- **Set task 1**
Translate into Spanish this sentence from the vegetarian chili recipe below: "Heat grapeseed oil and butter over medium heat in large heavy bottom pot or Dutch oven."
- **Set task 2**
Carry on the steps of the vegetarian chili recipe below, starting after its last sentence.

- **Excerpt provided**
%%

This hearty vegetarian chili is packed full of bold Southwestern flavors! Poblano peppers and plantain give the chili extra flare, and I promise you will NOT miss the meat! Such a healthy, easy meal for any occasion, and tastes amazing!
- 2 tablespoons grapeseed oil (any cooking oil you have on hand is fine)
- 2 tablespoons unsalted butter
- 1 medium yellow onion, small diced
- 4 large poblano peppers, medium diced
- 1 bell pepper, medium diced (whatever color you prefer)
- 1 ripe plantain, cut into small cubes (optional, ripe plantains can be hard to find)
- 1 tablespoon kosher salt
- 1– 15.5 ounce can yellow corn, drained
- 1– 4 ounce can mild diced green chiles
- 4 garlic cloves, minced
- 1 tablespoon tomato paste
- 1 tablespoon chili powder
- 2 teaspoons ground cumin
- 1 teaspoon ground coriander
- 1– 28 ounce can crushed tomatoes (pureed tomatoes will also work)
- 1– 12 ounce beer (preferably a pale ale or lager style)
- 1 tablespoon masa harina (corn flour) or fine corn meal
- 1 bay leaf
- 1– 15.5 ounce cans pinto beans, drained
- 1– 15.5 ounce can chili beans, drained
- 1–2 teaspoons sugar (to taste)
- sour cream
- shredded Monterey jack cheese
- ripe avocado, cubed
- tortilla strips
- fresh jalapeños, cut into rounds (optional for extra heat!, caution this chili is already moderately spicy)
- Heat grapeseed oil and butter over medium heat in large heavy bottom pot or Dutch oven.
- Add diced onion and cook until softened, about 5 minutes.

%%

- **Entries provided**

%%

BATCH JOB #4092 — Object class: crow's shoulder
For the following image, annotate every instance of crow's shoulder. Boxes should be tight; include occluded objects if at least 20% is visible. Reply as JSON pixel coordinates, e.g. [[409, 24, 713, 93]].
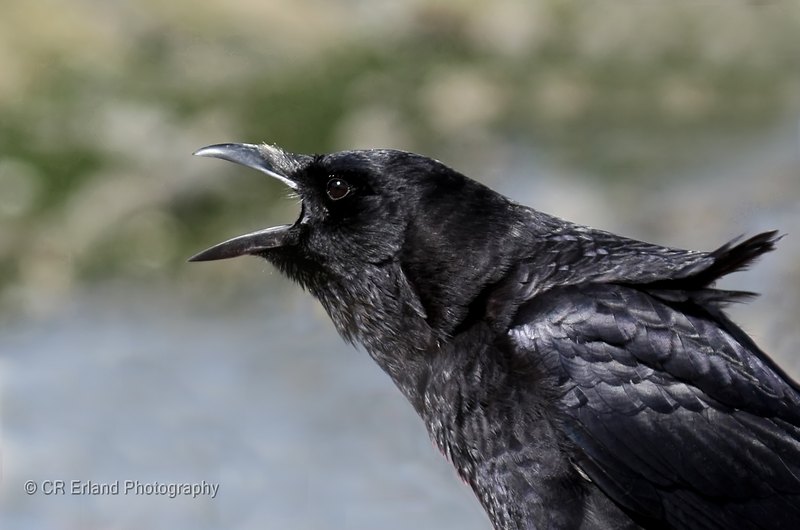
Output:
[[508, 283, 800, 528]]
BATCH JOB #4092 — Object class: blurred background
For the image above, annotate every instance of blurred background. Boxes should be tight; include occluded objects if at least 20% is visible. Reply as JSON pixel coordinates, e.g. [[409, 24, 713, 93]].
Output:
[[0, 0, 800, 529]]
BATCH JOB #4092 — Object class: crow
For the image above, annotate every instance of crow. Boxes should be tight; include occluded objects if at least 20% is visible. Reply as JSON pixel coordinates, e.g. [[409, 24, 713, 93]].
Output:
[[191, 144, 800, 529]]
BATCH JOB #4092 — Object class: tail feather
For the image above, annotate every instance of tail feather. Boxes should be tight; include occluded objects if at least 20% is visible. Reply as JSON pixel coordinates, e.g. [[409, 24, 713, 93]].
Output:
[[691, 230, 783, 287]]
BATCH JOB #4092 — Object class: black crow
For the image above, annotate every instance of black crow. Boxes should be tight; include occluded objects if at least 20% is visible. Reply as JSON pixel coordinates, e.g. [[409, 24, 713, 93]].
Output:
[[192, 144, 800, 529]]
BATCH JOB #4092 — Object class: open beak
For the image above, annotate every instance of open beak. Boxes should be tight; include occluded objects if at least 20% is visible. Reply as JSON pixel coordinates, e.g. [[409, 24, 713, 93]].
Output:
[[189, 144, 304, 261]]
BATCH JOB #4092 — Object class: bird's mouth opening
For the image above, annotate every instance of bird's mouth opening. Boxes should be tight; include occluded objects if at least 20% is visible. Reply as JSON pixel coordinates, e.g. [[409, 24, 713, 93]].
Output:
[[189, 144, 302, 261]]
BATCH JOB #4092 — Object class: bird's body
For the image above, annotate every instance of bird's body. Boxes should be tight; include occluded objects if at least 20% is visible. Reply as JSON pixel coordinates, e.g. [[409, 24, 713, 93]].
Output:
[[191, 144, 800, 529]]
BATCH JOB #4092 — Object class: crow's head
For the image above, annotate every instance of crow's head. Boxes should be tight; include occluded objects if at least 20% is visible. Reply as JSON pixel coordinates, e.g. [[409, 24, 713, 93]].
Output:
[[191, 144, 520, 337]]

%%

- **Task result 1**
Calienta el aceite de semilla de uva y la mantequilla a fuego medio en una olla grande de fondo grueso o en una olla holandesa.

- **Task result 2**
- Add poblano peppers, bell pepper, plantain, and kosher salt and cook until vegetables are softened, an additional 7 to 10 minutes.
- Add the corn, green chiles, and garlic and cook for 1 to 2 minutes.
- Add the tomato paste, chili powder, cumin, and coriander and cook for 1 to 2 minutes more, stirring continuously to prevent burning.
- Add the crushed tomatoes, beer, corn flour, bay leaf, and bring chili to a boil. Reduce heat and simmer uncovered for at least 20 minutes but up to 30 minutes if you have the time.
- Stir in 1 to 2 teaspoons of sugar to taste, the pinto and chili beans, and cook for 5 minutes more.
- Remove bay leaf, transfer chili to bowls and garnish with your favorite chili toppings!
- This chili is moderately spicy. You can substitute one or more bell peppers for the poblanos to tone things down.
- Feel free to substitute vegetable stock if you prefer not to use beer!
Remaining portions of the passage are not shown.